## [Exercise text]
Conditions such as diabetes, poor circulation, various neurological diseases and general loss of sensitivity over the years can turn a simple cut or injury into a potential cause for hospitalization. Feet are especially susceptible to infection due to contact with surfaces that are filled with bacteria, such as shoes, rugs, floors, and moist environments such as spas, pools and bathrooms. Moist areas also contribute to foot funguses and other skin diseases.

Additionally, foot problems can affect balance, and episodes of falling may be due to problems with the feet or footwear. The ability to drive may be affected, as painful or numb feet may slow reaction time in an emergency. Problem feet can reduce the ability to feel the brake or accelerator.

If a person knows they are no longer able to cleanse, examine or maintain healthy feet without help, it is time to make an appointment with a podiatrist. The podiatrist may recommend personal aids that can enable an older person to better care for their feet at home. More importantly, a foot specialist can identify problems and conditions to increase patient awareness of certain issues, and help patients fix their problems. They can also instruct patients on the use of different products and techniques to improve foot health. If special shoes, socks or inserts are indicated as needed, this can be addressed.

Arthritic Foot Care

arthritic foot care

In our lifetimes we walk 75,000 miles, putting a great deal of stress on the 26 bones and 30 joints in our feet. As we age, our feet lose flexibility and elasticity. Our shock absorbers weaken, and if you add arthritis to that combination, joints become inflamed and distorted. Arthritic foot care becomes imperative at this point.

Start taking better care of your feet by buying better fitting shoes. Hammertoes, neuroma, and bunions form when our shoes fit poorly. Buy shoes with a lower heel and with more room in the shoe. Rheumatoid arthritis will cause you to lose your arch. Buying shoes with arch support will help, as will buying shoes that contour to your foot.

## [What to produce]
According to the foot care text, what three problems form when shoes fit poorly? The rows are separate material, unrelated to the foot care text.

## [Provided data]
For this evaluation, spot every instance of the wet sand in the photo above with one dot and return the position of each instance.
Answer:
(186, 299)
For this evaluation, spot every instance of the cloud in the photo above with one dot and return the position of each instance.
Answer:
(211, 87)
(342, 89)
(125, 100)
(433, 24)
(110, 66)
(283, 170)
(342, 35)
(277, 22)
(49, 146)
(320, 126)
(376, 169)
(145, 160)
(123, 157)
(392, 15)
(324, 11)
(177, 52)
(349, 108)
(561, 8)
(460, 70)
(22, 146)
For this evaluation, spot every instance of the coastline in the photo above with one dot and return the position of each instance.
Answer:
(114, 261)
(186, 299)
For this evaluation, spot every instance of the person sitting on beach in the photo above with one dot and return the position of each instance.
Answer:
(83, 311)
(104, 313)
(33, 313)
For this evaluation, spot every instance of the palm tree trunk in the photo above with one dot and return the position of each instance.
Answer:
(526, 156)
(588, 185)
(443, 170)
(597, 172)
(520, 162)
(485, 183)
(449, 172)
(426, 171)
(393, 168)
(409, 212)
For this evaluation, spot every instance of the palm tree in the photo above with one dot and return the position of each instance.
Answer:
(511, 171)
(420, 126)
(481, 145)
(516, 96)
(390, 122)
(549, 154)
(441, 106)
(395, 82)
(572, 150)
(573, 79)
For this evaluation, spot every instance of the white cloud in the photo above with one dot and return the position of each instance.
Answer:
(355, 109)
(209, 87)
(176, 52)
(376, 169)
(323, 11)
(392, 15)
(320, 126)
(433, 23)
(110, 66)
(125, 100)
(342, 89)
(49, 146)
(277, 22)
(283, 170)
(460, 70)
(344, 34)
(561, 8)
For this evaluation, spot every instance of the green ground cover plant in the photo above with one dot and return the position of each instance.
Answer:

## [Expected answer]
Hammertoes, neuroma, and bunions.